** start of GIVEN RECORDS **
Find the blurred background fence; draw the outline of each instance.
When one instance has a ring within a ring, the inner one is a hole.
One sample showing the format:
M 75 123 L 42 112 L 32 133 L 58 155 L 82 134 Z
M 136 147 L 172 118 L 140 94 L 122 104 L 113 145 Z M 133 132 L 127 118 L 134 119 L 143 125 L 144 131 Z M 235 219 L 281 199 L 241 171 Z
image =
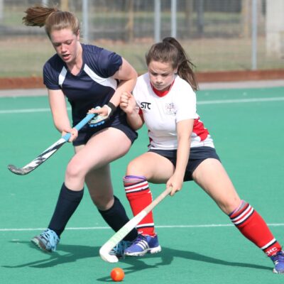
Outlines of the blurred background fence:
M 83 42 L 116 51 L 139 73 L 150 45 L 170 36 L 197 72 L 284 69 L 284 0 L 0 0 L 0 77 L 41 76 L 54 53 L 44 28 L 22 24 L 38 4 L 75 12 Z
** end of GIVEN RECORDS **
EXERCISE TASK:
Retype all of the material above exactly, leaving the picture out of your answer.

OUTPUT:
Find the blurred background fence; draw the outline of each instance.
When one instance has a ring within a ring, the inner one is a hole.
One sample showing the format:
M 75 123 L 42 112 L 32 133 L 58 155 L 82 134 Z
M 136 147 L 172 118 L 140 94 L 122 104 L 113 145 Z M 133 132 L 127 118 L 134 119 L 143 125 L 144 131 Z M 235 219 L 281 199 L 241 171 Z
image =
Outlines of the blurred background fence:
M 83 42 L 116 51 L 139 73 L 150 45 L 170 36 L 197 72 L 284 69 L 284 0 L 0 0 L 0 77 L 41 76 L 54 53 L 44 28 L 22 24 L 38 4 L 75 12 Z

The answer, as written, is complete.